Input Start Marker
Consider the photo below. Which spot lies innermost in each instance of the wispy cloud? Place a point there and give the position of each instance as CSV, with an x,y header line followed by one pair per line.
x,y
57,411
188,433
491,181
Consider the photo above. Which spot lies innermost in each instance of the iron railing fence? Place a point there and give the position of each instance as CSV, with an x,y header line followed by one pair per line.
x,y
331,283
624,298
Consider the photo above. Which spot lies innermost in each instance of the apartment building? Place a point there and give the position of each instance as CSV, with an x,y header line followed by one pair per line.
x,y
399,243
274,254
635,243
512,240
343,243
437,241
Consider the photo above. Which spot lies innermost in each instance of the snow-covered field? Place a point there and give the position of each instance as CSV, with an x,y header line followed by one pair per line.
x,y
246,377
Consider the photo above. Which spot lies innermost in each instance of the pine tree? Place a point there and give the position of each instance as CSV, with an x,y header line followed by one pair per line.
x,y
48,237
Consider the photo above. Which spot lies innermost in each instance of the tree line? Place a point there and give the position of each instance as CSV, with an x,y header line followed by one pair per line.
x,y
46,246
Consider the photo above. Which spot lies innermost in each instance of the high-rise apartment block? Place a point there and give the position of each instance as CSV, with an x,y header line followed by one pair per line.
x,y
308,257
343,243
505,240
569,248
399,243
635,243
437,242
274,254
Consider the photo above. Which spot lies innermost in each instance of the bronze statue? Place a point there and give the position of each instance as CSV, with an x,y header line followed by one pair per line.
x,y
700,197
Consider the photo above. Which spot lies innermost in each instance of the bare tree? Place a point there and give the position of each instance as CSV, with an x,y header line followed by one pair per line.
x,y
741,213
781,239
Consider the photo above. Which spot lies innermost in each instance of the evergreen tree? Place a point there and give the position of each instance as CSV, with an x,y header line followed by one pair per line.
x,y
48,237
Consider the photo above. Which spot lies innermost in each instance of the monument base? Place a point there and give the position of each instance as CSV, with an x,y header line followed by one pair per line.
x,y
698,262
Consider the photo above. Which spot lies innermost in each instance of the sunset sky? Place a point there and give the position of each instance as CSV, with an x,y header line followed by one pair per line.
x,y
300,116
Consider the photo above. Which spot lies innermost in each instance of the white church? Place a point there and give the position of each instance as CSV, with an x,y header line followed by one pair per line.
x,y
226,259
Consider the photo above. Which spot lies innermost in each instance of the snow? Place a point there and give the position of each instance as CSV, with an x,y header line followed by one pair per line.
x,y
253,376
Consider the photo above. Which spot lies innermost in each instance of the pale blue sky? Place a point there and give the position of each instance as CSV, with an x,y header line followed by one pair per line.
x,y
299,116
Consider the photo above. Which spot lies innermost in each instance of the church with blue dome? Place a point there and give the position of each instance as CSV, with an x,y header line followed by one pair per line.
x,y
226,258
Input End Marker
* **What is expected**: Reproduce the line that contains "of the snow?" and each line after it through the last line of the entries above, exactly; leave out all earlier lines.

* **Response to this task**:
Consider the photo above. Which spot lies innermost in each instance of the snow? Place a point there and give the position of each instance as CSV, with an x,y header line followed by one pair per line.
x,y
253,376
Consider the photo above. Which spot lies innermost in each instance of the pale blue sky? Place a point there and give the position of each instance as CSV, with an x,y header line followed by one pair per line.
x,y
299,116
Consider the photo above. Which spot lies innermost in each instance of the church with blue dome? Place a point there and give the position of each instance as CSV, with an x,y header line followed by one pair per line.
x,y
226,258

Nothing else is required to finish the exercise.